THE EXERCISE =
Show every line of the entries below that contains the string "ymax", copying each line in full. Matching is case-sensitive.

START

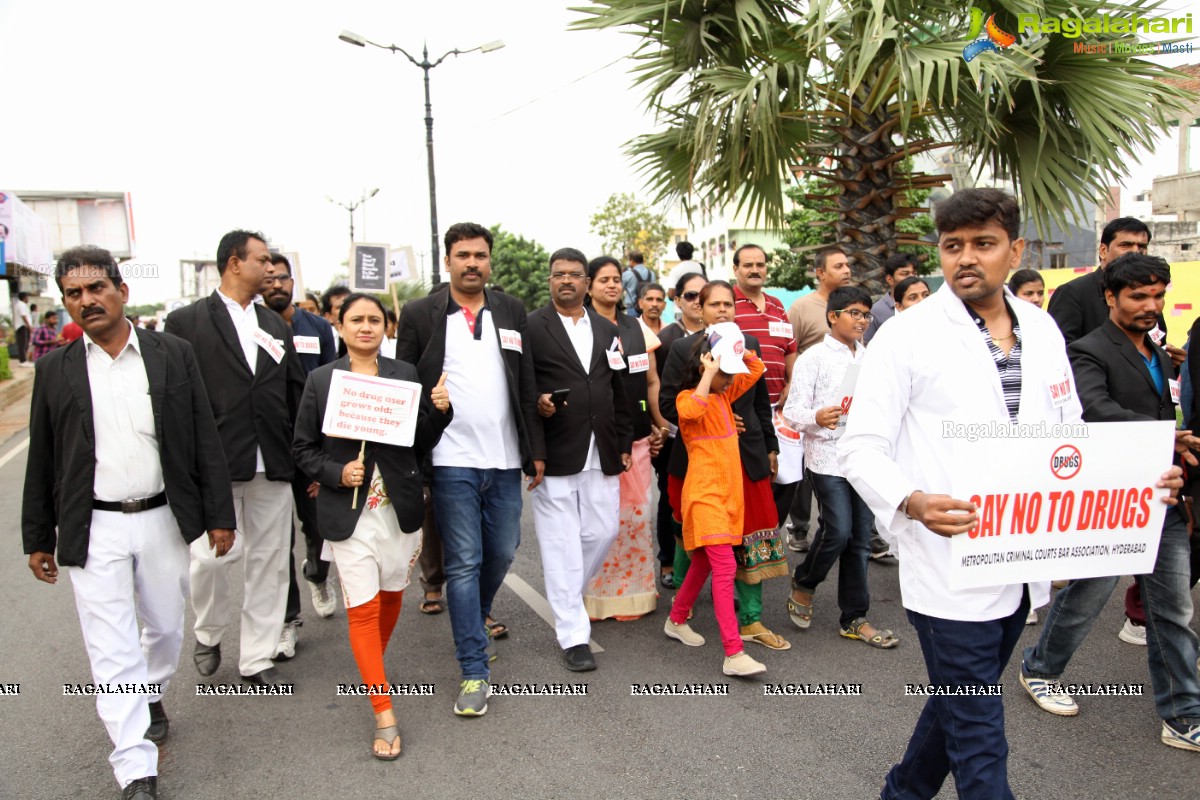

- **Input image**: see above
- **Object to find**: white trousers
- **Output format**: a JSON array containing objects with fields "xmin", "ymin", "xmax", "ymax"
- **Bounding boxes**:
[
  {"xmin": 62, "ymin": 506, "xmax": 187, "ymax": 788},
  {"xmin": 192, "ymin": 473, "xmax": 292, "ymax": 675},
  {"xmin": 533, "ymin": 469, "xmax": 620, "ymax": 650}
]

END

FULL SOLUTION =
- **Output format**: a JSON array containing objects with fields "xmin", "ymin", "xmax", "ymax"
  {"xmin": 62, "ymin": 506, "xmax": 187, "ymax": 788},
  {"xmin": 192, "ymin": 473, "xmax": 292, "ymax": 675},
  {"xmin": 533, "ymin": 469, "xmax": 620, "ymax": 650}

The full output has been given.